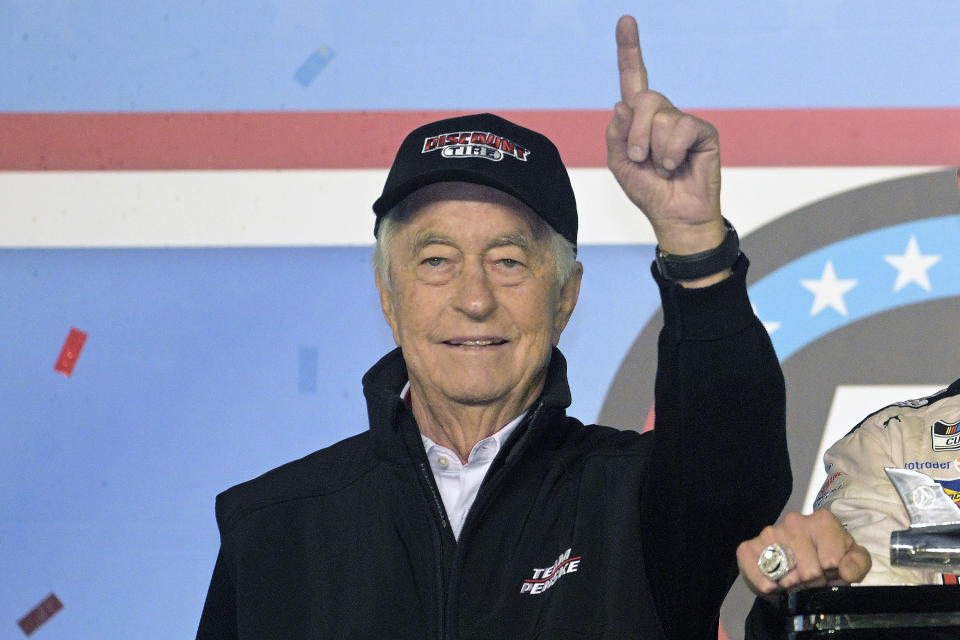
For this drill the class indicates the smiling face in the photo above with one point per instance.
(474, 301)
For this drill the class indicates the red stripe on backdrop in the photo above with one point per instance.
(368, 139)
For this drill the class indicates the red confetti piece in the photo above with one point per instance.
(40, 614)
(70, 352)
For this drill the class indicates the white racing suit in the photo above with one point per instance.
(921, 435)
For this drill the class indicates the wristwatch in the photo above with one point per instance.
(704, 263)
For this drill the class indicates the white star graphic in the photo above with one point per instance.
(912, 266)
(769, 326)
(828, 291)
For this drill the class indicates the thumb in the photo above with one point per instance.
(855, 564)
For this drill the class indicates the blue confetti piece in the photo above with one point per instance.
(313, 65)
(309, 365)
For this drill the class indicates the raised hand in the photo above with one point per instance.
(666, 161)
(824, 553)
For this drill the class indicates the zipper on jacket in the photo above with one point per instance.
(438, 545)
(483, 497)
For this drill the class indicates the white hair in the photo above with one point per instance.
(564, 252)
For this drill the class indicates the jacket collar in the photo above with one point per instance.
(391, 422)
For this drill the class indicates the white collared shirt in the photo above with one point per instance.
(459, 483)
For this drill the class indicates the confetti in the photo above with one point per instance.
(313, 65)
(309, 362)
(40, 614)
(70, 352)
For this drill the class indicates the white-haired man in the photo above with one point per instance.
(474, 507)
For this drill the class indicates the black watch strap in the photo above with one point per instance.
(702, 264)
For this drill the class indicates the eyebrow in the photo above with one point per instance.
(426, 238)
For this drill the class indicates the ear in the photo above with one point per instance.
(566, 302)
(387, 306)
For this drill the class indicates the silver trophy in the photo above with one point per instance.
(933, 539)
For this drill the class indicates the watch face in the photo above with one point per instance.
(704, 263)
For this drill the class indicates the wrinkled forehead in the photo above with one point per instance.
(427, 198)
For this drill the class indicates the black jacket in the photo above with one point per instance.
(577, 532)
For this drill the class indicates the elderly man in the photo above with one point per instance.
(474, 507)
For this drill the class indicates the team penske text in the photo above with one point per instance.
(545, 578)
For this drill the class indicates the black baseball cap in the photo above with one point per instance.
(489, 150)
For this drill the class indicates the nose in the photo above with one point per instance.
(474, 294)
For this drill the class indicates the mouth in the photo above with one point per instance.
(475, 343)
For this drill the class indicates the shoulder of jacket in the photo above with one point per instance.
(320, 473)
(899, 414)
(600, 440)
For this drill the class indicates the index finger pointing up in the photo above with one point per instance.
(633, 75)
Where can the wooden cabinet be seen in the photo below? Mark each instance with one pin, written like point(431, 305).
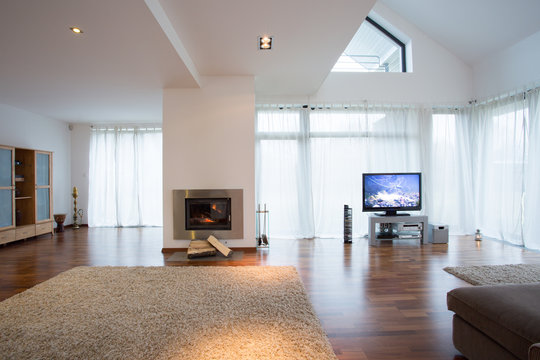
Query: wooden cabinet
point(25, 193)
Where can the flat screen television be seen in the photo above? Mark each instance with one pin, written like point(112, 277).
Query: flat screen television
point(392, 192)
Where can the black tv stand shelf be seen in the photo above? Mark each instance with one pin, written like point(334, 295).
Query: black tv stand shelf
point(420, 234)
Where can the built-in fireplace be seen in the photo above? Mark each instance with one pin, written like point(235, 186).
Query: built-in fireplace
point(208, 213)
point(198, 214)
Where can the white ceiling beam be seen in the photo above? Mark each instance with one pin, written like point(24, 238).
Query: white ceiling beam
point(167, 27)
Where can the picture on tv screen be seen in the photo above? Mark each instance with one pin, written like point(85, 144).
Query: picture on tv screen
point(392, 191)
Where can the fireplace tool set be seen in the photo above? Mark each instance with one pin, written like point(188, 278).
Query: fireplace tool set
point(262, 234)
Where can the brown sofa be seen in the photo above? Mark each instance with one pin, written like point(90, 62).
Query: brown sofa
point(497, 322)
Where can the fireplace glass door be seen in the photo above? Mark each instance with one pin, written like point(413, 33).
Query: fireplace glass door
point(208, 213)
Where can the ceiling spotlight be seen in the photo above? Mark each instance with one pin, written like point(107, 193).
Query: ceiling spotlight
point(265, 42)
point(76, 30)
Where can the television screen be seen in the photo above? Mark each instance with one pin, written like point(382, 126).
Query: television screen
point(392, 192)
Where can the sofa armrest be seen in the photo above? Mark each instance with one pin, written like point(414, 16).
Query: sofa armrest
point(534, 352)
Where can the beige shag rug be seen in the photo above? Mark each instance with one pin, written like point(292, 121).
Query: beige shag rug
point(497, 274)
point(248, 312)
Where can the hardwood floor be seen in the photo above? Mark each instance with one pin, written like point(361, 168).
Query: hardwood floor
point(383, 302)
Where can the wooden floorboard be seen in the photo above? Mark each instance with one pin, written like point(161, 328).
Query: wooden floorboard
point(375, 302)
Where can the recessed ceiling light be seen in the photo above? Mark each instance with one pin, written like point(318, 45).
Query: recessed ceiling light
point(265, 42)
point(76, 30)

++++++++++++++++++++

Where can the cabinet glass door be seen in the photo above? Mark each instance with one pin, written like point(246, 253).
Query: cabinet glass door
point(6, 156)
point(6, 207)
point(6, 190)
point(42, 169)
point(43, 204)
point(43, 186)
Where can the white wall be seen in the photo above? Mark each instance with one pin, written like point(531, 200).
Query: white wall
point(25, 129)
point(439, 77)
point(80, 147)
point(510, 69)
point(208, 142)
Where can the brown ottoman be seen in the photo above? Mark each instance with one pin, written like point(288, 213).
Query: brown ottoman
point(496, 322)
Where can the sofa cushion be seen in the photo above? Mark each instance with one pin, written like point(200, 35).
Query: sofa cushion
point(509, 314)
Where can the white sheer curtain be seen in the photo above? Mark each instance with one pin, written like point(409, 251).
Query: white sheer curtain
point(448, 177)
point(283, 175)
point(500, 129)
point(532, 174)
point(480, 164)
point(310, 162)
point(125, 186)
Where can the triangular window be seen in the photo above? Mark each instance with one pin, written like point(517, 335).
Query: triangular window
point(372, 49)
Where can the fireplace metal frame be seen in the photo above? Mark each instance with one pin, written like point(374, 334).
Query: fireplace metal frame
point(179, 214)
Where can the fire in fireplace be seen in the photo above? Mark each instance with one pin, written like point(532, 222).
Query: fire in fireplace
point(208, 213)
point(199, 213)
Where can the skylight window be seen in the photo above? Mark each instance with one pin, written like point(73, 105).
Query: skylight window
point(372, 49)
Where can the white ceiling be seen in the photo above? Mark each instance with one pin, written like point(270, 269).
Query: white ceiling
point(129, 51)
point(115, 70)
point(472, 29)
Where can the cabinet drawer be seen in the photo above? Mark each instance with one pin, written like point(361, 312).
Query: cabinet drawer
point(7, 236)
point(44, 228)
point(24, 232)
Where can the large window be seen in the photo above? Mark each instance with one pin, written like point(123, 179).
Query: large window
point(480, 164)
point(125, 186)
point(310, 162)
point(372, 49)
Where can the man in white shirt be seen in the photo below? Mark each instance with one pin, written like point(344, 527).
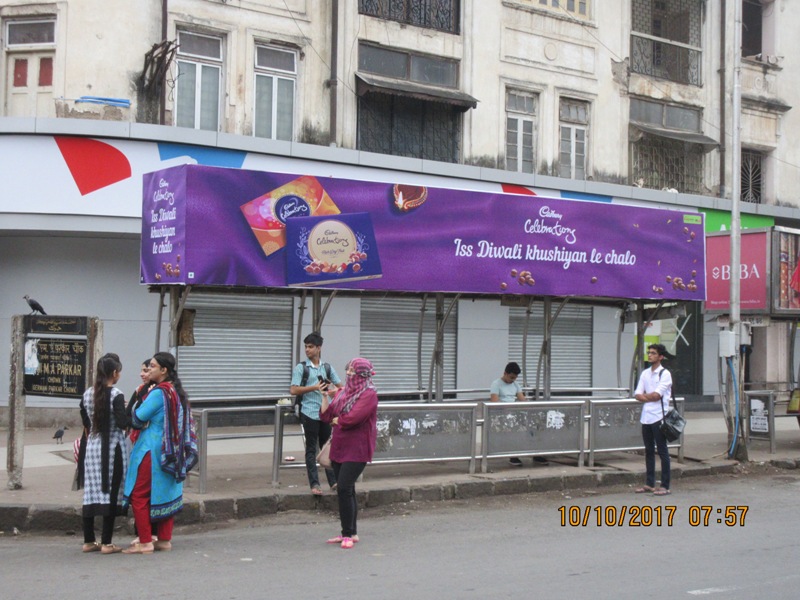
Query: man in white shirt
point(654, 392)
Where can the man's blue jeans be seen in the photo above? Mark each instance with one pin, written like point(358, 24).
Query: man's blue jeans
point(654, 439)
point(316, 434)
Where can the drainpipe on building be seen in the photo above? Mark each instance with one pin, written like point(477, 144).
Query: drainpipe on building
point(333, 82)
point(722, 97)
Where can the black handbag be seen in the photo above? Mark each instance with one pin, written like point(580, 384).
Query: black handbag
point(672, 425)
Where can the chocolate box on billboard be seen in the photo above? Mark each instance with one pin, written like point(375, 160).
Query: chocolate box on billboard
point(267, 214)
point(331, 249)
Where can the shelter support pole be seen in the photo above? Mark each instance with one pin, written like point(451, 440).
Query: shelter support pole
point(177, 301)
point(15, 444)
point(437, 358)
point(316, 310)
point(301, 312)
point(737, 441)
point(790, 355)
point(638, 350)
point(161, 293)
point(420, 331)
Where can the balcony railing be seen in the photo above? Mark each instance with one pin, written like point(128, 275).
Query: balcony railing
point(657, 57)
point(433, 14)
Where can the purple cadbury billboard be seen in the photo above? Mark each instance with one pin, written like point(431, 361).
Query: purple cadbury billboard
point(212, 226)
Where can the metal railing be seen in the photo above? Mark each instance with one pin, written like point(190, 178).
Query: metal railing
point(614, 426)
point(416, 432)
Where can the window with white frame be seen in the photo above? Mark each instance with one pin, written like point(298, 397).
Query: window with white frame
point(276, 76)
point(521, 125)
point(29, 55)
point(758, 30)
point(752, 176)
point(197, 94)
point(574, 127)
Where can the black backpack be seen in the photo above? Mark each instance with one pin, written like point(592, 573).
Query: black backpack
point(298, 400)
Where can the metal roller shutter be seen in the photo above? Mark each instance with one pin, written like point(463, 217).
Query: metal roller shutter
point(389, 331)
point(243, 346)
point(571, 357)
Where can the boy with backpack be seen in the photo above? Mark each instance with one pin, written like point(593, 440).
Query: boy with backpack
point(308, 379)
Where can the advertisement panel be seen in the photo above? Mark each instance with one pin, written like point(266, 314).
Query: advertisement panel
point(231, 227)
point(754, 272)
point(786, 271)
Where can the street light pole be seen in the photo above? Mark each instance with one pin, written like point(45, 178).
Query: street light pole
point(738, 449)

++++++++++++++++++++

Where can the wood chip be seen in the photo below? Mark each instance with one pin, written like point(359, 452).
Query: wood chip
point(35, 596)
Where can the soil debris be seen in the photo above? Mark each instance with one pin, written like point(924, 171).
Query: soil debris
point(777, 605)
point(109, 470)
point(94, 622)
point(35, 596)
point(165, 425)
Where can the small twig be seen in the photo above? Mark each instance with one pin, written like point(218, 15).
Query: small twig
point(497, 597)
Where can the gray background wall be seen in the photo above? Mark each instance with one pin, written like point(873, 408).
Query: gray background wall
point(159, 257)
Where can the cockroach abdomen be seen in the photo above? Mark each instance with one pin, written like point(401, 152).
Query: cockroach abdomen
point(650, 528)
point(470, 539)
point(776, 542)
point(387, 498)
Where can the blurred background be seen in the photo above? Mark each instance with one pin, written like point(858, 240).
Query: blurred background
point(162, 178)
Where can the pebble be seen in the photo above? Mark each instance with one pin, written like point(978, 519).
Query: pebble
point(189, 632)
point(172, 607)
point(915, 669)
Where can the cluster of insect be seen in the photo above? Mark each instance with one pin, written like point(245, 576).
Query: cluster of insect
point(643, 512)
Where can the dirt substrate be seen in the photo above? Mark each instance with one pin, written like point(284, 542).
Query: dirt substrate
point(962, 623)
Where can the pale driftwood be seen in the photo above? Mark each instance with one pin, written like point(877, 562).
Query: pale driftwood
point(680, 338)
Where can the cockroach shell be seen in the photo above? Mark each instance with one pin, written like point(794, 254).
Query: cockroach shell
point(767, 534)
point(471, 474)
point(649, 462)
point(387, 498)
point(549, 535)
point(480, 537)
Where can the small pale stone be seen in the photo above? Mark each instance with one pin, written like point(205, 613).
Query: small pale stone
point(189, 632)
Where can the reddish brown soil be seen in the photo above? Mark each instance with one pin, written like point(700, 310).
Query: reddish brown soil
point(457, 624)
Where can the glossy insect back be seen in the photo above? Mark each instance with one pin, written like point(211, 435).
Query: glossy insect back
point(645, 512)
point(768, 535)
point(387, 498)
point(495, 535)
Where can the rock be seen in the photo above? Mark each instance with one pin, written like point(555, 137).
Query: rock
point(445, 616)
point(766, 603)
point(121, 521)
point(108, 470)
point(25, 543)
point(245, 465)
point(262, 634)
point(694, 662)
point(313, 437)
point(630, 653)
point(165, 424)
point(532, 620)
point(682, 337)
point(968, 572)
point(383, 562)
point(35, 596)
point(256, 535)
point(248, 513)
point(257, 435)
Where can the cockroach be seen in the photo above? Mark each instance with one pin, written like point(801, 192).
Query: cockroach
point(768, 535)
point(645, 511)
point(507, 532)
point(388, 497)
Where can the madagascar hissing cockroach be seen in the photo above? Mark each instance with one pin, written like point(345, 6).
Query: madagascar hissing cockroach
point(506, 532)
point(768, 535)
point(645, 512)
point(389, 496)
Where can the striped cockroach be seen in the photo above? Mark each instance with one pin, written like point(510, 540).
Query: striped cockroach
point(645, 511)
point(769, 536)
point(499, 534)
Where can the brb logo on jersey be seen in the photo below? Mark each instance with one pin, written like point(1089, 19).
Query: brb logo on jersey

++++++++++++++++++++

Scale the listing from the line containing "Where can the sofa cushion" through the line containing "point(509, 314)", both included. Reproduce only those lines, requests included, and multiply each pin coordinate in the answers by 0.35, rounding to whole numbers with halves going up. Leave the requests and their sample points unchanged.

Where can the sofa cushion be seen in the photo above? Mark each instance with one pin, written like point(200, 35).
Query: sofa cushion
point(178, 110)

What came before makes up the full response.